PASSAGE TO READ:
The ability to defend the country is a requirement of sovereignty. Our constitution seeks to provide for the common defense and the secure the blessings of liberty for the nation. It separates the powers of government over the military and war-making. Students need to appreciate past and potential stresses on these ideals.

Our armed forces have provided both services they were formally prepared for and also played other important roles, such as facilitating the expansion of the U.S. across this continent by exploration, engineering, and other auxiliary services. The U.S. Army on the verge of WWI was designed to protect this continent from a foreign invader. Most of its regiments were deployed along the U.S.-Mexican border to stabilize it from the effects of the Mexican Revolution. When President Wilson undertook in the spring of 1917 to send a division to Europe, we had no divisions. Four regiments were dispatched from Texas, and the First Division was literally organized on the docks of Hoboken.

The recent focus in the discipline of history on cultural and social issues is enriching, but it has pushed aside diplomatic and political history and the actual conduct of war. A secondary school teacher should be comfortable with the main terms of warfare, such as strategy, operations, and tactics. Logistics is hugely important. You’ve got no military power if you can’t deploy it where it’s needed and sustain it while it’s there. Combat Power is a given military unit’s capability to do in a given environment what it was designed to do. Comparing two opponents’ combat power yields a force ratio. It’s not just numbers, it’s numerous subjective and objective factors: what are they armed with, how are they led, when were they trained, how well disciplined and motivated are they.

War is killing, destruction, death, pain, fear, chaos and extreme suffering. But sometimes wars are necessary, and their intensity tends to bring out admirable traits. A warrior who is terrified and exhausted and wants to go home is also a person who can be noble, determined, and committed. We can encourage our students to think about this, and about leadership in tough times, be it military or elsewhere. Soldiers often perform services “above and beyond the call of duty.” As we raise young citizens, we can ask them to consider who in our lives has gone above and beyond the call of duty to make a difference.

Location identification material:
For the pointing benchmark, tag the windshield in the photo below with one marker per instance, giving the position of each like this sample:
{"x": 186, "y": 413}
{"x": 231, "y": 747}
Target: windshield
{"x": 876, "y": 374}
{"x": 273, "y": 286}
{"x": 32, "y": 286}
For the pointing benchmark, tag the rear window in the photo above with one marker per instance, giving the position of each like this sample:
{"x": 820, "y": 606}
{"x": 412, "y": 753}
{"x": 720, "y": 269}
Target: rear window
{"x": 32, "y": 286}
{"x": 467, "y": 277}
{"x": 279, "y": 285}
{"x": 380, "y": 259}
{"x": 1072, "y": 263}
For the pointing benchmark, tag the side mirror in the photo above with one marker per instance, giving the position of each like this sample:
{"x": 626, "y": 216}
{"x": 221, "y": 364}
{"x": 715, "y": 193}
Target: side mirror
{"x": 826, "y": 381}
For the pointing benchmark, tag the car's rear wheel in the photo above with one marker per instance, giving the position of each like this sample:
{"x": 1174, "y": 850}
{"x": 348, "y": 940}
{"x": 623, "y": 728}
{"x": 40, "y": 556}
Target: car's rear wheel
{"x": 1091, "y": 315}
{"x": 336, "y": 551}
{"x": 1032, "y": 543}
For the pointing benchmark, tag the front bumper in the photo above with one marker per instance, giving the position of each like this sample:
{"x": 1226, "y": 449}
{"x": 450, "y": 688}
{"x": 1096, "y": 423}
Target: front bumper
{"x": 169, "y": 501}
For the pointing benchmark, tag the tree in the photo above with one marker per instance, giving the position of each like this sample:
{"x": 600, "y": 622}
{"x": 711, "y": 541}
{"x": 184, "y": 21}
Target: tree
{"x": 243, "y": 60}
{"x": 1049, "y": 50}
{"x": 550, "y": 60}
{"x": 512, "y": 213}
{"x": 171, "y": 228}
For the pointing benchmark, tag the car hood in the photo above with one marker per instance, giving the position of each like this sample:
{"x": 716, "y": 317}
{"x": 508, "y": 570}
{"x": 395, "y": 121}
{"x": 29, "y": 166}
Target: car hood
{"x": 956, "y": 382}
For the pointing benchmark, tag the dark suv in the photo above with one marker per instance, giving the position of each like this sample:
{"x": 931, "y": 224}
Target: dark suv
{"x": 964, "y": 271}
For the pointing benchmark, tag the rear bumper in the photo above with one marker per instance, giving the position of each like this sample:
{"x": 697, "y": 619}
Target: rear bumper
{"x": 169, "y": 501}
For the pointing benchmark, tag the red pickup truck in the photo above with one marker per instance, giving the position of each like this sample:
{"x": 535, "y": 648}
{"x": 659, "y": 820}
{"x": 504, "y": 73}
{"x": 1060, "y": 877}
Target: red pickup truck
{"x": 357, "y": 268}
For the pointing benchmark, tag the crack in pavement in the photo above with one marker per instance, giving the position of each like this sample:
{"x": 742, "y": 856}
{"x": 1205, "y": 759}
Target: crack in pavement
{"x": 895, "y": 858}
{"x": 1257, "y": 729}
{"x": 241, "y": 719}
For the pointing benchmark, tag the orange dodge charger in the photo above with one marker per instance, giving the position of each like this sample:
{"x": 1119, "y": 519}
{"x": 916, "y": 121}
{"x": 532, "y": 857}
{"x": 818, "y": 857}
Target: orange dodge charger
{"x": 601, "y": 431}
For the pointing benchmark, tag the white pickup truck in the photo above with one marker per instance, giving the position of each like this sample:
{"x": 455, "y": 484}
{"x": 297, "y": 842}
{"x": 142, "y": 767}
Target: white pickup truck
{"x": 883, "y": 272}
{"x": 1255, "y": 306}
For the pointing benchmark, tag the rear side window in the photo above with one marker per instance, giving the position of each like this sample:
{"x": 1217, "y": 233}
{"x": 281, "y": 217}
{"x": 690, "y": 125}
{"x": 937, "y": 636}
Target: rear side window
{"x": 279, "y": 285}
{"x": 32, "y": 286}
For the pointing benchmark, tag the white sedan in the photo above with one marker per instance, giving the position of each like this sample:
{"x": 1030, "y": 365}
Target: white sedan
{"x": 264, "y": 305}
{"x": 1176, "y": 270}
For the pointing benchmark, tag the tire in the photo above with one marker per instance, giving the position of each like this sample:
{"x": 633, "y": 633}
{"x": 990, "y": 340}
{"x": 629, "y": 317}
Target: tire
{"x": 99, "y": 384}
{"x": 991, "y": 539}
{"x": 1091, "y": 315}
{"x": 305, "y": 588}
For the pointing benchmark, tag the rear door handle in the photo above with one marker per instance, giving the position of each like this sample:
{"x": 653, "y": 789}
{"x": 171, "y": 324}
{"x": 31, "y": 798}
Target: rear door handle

AIM:
According to the passage on military history, where was the First Division organized in 1917? Rely only on the passage on military history for your answer.

ANSWER IN FULL:
On the docks of Hoboken.